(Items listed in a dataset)
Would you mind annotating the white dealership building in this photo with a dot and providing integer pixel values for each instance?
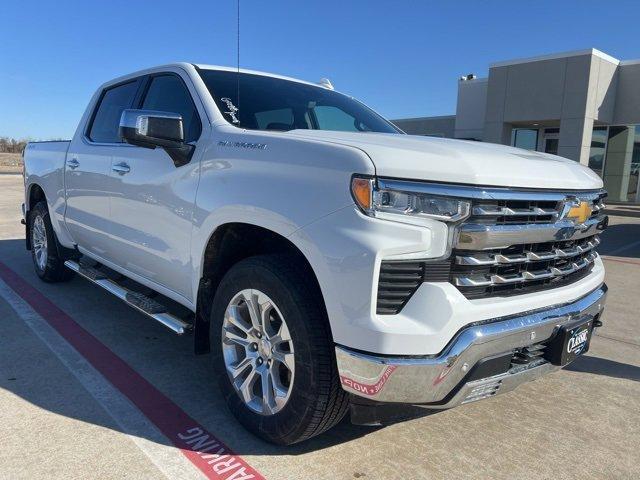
(583, 105)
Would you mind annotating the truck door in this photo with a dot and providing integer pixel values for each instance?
(153, 200)
(88, 170)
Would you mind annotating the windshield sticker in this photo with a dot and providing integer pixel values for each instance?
(232, 109)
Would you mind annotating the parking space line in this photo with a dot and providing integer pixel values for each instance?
(621, 260)
(206, 452)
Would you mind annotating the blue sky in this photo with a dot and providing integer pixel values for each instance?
(402, 58)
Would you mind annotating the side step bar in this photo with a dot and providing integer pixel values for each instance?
(140, 302)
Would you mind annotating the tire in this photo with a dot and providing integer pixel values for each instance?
(48, 264)
(316, 400)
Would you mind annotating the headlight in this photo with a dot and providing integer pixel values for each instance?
(406, 206)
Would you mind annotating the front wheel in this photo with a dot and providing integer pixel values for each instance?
(273, 353)
(44, 246)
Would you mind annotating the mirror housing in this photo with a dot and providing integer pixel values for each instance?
(152, 129)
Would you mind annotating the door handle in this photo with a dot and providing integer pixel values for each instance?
(121, 168)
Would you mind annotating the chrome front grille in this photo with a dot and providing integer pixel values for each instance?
(514, 242)
(512, 269)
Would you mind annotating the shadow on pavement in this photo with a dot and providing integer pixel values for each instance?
(176, 370)
(603, 366)
(624, 212)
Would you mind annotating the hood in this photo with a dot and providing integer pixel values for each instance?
(462, 161)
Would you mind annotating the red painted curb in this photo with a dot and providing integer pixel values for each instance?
(203, 449)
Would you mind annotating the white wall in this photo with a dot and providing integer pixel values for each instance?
(470, 110)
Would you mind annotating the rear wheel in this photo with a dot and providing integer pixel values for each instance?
(273, 353)
(44, 246)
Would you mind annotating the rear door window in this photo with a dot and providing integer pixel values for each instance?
(106, 120)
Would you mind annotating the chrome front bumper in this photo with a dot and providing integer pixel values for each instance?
(444, 380)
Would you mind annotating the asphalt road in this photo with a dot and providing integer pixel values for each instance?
(91, 389)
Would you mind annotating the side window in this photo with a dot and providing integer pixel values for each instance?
(106, 120)
(167, 93)
(281, 119)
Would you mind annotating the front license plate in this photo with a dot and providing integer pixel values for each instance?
(570, 341)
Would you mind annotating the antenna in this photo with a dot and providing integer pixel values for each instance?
(238, 61)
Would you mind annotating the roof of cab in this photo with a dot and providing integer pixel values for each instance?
(188, 66)
(253, 72)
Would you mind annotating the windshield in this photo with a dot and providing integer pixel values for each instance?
(268, 103)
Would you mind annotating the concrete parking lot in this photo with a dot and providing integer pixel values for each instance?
(91, 389)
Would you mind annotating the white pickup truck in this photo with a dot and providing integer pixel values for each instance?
(325, 259)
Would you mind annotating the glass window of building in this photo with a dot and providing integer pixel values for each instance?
(598, 149)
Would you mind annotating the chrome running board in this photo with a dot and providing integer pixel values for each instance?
(138, 301)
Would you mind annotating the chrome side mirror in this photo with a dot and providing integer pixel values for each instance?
(152, 129)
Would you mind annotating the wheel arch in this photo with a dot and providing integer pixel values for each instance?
(35, 194)
(228, 244)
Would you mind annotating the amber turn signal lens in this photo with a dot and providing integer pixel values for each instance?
(362, 189)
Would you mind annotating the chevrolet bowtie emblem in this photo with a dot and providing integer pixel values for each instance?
(579, 212)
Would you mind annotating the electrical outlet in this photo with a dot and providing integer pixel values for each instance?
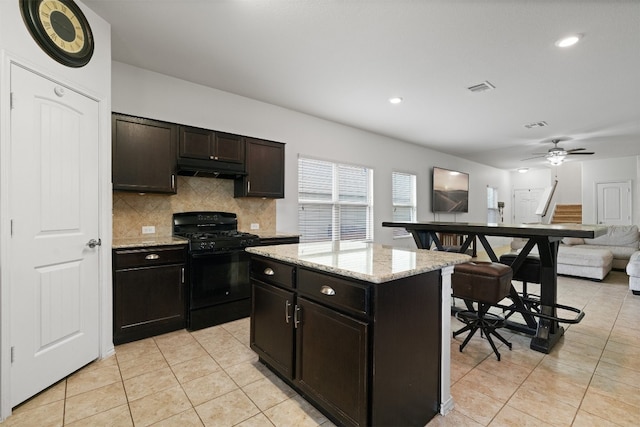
(148, 229)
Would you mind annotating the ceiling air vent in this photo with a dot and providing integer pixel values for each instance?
(482, 87)
(535, 125)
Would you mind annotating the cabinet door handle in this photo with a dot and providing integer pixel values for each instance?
(327, 290)
(296, 317)
(287, 316)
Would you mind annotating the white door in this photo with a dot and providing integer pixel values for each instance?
(614, 203)
(54, 214)
(525, 202)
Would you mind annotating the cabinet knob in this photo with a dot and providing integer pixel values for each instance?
(327, 290)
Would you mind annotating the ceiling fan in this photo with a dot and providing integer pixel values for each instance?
(556, 155)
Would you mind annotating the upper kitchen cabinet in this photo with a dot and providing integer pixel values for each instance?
(203, 150)
(144, 154)
(264, 164)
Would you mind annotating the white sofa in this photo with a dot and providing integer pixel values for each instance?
(594, 258)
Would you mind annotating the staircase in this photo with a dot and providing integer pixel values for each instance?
(567, 214)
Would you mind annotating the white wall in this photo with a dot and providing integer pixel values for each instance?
(610, 170)
(17, 46)
(148, 94)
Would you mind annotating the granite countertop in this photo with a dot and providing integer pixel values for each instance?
(148, 241)
(369, 262)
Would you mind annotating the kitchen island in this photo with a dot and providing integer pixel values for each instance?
(360, 330)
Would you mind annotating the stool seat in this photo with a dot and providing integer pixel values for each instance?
(486, 283)
(528, 272)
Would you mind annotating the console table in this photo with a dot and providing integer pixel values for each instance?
(545, 326)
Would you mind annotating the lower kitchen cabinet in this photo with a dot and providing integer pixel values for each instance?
(362, 353)
(331, 360)
(272, 337)
(148, 292)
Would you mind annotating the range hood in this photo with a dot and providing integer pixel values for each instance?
(210, 168)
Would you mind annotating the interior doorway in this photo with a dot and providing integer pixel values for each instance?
(525, 202)
(613, 201)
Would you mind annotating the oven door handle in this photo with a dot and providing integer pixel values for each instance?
(198, 255)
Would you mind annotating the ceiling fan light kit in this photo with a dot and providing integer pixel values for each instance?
(557, 155)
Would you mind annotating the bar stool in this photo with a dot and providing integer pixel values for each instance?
(485, 283)
(529, 272)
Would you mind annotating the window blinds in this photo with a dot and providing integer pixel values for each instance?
(334, 201)
(403, 198)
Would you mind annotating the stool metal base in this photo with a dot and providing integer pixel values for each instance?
(481, 320)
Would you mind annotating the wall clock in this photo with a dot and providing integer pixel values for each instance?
(61, 30)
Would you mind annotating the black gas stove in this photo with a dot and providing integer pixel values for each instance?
(212, 231)
(219, 288)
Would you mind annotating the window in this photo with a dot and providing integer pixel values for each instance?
(335, 201)
(403, 198)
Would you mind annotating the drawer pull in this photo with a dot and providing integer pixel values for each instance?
(296, 317)
(287, 316)
(327, 290)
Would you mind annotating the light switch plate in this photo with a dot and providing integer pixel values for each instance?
(148, 229)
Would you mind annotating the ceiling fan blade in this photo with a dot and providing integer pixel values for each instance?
(534, 157)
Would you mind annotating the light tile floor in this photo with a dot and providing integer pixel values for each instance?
(212, 378)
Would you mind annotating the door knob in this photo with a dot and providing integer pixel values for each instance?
(93, 243)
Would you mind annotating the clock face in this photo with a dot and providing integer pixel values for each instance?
(61, 30)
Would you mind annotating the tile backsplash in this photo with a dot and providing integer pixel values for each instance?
(132, 211)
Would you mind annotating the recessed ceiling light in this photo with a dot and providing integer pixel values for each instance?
(569, 40)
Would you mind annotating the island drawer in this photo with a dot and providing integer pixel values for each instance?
(333, 291)
(274, 272)
(143, 257)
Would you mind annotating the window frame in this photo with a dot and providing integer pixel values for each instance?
(336, 205)
(399, 232)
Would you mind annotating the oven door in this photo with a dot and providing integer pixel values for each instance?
(217, 278)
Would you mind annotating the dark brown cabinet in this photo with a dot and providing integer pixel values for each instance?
(363, 353)
(144, 154)
(272, 337)
(148, 292)
(196, 143)
(331, 361)
(264, 164)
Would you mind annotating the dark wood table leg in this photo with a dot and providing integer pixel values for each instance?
(549, 331)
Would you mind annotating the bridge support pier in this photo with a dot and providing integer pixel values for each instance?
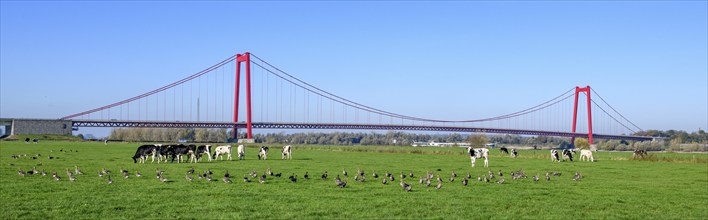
(578, 90)
(246, 57)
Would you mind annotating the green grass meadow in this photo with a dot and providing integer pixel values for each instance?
(665, 186)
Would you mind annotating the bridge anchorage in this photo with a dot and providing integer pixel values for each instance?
(279, 100)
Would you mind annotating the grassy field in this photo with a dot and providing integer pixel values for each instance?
(668, 186)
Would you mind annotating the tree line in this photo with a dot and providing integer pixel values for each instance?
(671, 140)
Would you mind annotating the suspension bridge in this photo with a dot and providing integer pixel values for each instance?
(275, 99)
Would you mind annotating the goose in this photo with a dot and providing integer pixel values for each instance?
(163, 179)
(339, 182)
(405, 186)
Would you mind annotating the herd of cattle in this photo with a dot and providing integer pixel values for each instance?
(194, 153)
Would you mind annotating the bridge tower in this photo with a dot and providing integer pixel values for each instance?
(578, 90)
(246, 57)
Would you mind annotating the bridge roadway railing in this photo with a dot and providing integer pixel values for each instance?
(273, 125)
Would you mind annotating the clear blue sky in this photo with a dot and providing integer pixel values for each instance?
(648, 59)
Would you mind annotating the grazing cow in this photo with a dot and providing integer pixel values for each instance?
(287, 153)
(587, 154)
(639, 153)
(179, 150)
(143, 152)
(479, 153)
(263, 153)
(554, 155)
(241, 151)
(163, 152)
(221, 150)
(503, 150)
(204, 149)
(568, 154)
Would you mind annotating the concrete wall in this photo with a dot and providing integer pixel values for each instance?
(41, 126)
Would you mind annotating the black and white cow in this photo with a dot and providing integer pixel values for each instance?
(587, 154)
(479, 153)
(640, 153)
(568, 154)
(221, 150)
(554, 155)
(204, 149)
(287, 153)
(143, 152)
(241, 151)
(180, 150)
(163, 152)
(263, 153)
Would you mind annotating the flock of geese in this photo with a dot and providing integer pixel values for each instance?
(426, 179)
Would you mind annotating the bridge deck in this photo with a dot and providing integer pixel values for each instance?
(270, 125)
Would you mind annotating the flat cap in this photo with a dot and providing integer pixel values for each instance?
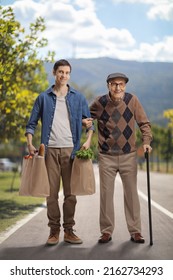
(117, 75)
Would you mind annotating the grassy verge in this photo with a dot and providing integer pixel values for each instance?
(12, 206)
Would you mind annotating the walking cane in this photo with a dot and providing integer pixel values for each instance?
(149, 196)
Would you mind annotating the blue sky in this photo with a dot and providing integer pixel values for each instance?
(125, 29)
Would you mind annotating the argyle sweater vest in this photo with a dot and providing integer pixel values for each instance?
(116, 123)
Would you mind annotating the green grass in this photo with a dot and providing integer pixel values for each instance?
(12, 206)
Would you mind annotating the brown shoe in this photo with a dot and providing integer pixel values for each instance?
(137, 238)
(53, 238)
(70, 237)
(105, 238)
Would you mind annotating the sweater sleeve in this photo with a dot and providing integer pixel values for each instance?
(143, 122)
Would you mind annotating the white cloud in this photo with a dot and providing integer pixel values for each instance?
(73, 29)
(161, 9)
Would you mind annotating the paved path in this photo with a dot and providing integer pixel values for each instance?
(28, 241)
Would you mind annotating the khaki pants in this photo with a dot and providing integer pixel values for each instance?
(126, 165)
(59, 166)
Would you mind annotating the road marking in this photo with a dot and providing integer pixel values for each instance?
(156, 205)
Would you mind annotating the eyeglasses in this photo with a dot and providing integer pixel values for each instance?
(121, 85)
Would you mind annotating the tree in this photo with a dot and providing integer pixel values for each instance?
(169, 115)
(22, 73)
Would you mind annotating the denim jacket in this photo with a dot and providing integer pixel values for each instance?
(44, 108)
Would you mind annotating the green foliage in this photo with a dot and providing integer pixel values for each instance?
(85, 154)
(169, 115)
(22, 73)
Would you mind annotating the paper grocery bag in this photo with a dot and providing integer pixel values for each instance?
(82, 177)
(34, 178)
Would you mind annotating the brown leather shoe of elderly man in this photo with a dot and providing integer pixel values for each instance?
(137, 238)
(105, 238)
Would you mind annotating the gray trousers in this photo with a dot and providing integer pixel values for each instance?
(126, 165)
(59, 166)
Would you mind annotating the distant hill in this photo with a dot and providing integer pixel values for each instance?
(152, 82)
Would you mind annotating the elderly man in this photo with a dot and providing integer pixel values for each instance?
(117, 113)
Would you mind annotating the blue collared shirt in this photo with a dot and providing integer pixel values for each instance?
(44, 108)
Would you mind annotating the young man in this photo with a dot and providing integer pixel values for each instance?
(116, 113)
(61, 110)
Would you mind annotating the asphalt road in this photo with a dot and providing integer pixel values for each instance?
(28, 241)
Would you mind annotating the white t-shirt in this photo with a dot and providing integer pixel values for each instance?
(61, 135)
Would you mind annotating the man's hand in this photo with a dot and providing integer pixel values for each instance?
(31, 149)
(146, 148)
(87, 122)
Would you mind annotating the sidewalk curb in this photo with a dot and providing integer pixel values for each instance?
(5, 234)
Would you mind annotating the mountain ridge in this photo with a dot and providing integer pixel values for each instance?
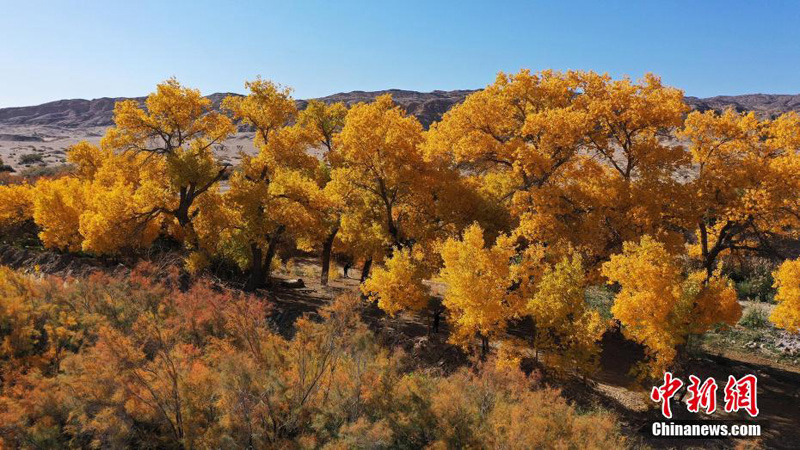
(428, 107)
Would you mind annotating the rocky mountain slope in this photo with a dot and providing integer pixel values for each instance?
(79, 113)
(427, 106)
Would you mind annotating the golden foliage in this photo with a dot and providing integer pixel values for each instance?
(399, 285)
(786, 314)
(478, 281)
(566, 327)
(659, 307)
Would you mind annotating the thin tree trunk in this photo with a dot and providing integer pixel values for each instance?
(365, 270)
(256, 265)
(327, 246)
(271, 250)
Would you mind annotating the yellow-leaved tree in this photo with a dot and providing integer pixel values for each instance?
(746, 187)
(275, 196)
(178, 128)
(659, 306)
(566, 328)
(787, 282)
(478, 295)
(398, 286)
(322, 122)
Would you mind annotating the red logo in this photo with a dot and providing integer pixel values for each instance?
(740, 394)
(665, 392)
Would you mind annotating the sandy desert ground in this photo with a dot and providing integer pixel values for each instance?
(52, 142)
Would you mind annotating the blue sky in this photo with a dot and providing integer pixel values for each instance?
(87, 49)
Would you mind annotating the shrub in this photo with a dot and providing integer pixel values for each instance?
(131, 362)
(754, 318)
(31, 158)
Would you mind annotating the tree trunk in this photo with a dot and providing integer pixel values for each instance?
(327, 246)
(256, 265)
(437, 318)
(484, 346)
(271, 250)
(365, 270)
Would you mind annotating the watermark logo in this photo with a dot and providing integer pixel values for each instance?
(740, 394)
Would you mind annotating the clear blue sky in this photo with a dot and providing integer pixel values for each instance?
(87, 49)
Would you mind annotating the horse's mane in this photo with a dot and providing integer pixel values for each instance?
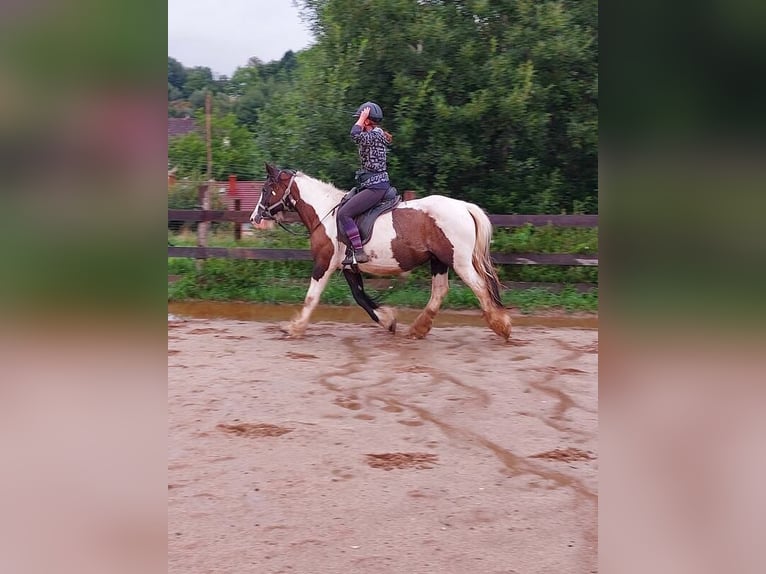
(320, 186)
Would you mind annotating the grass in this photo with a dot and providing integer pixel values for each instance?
(287, 281)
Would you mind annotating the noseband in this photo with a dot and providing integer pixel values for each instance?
(285, 201)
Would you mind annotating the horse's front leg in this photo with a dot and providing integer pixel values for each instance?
(319, 278)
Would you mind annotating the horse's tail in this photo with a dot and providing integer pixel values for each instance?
(482, 261)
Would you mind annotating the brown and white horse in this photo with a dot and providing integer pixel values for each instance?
(439, 230)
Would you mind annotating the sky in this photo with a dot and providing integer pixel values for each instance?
(224, 34)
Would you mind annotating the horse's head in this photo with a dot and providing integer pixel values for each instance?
(276, 194)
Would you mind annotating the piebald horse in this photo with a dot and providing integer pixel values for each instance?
(439, 230)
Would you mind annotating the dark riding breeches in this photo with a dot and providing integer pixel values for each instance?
(359, 203)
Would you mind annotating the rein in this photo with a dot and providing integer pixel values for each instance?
(291, 206)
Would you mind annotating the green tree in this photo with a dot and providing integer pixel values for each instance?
(234, 150)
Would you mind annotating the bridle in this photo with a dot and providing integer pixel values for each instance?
(287, 202)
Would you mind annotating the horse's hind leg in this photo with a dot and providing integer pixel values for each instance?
(486, 290)
(385, 316)
(297, 327)
(439, 287)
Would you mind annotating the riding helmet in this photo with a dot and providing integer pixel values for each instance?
(376, 112)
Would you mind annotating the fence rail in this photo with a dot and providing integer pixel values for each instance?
(497, 220)
(274, 254)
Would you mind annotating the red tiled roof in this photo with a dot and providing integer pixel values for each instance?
(180, 126)
(247, 192)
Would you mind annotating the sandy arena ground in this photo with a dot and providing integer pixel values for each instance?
(355, 451)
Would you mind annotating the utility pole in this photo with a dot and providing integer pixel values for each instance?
(203, 226)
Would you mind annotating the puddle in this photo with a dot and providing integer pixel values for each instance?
(274, 313)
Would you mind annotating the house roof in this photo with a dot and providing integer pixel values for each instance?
(180, 126)
(248, 192)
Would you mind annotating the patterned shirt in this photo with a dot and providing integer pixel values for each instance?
(373, 147)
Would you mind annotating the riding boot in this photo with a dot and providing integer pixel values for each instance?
(355, 256)
(358, 255)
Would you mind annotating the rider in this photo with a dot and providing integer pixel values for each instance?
(373, 144)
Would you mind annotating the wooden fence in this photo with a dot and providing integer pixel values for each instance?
(305, 255)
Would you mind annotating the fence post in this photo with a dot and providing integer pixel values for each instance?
(237, 224)
(202, 226)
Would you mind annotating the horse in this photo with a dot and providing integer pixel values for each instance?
(445, 232)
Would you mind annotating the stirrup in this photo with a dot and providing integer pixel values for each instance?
(353, 257)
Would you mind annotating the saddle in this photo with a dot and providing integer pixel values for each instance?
(366, 220)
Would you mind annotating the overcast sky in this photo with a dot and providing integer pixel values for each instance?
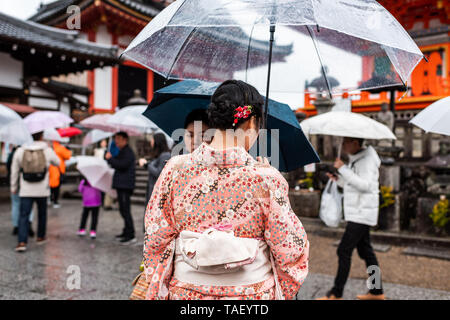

▸ **Exercise prompt**:
After locating the line with "Would you mind annotating the puddle", transcribe it and the rest of the data above exactly as written, without any picture.

▸ **Exercise output**:
Would you mind annotating the puddle in this photo with a dot and providing integer pixel values for each instance?
(274, 313)
Would you mind annotating the house roof in this photo with a dot and providing integer pixel values for each instance?
(180, 126)
(248, 192)
Would you mind annotating the patterned shirt in this photo with a dot and providing integer pixel values for each instance?
(373, 147)
Would you mind annotating the riding boot in this photo with a dot and providing integer pixel values for each instance?
(355, 256)
(358, 255)
Would you mind annotating the rider in this photo with a dot and providing integer pixel values for each instance?
(373, 144)
Would you mind annotating the wooden fence in this photo with a dot and providing integer pixel values for each instance?
(305, 255)
Would you mind annotating the fence post in this photo with a dot and providing integer pixel values for each instance?
(237, 224)
(202, 226)
Would you mind annotating the horse in this photo with a dot and providing integer pixel values for each instance?
(445, 232)
Would you mind annotating the stirrup in this photo with a dot and providing integer pixel values for each instance?
(353, 257)
Would you mind annotating the saddle in this photo with a dot and providing integer pixel values for each instance?
(366, 220)
Would you mind annotating the overcast sky in this photo with a dot and providing integer pixel values for each instance?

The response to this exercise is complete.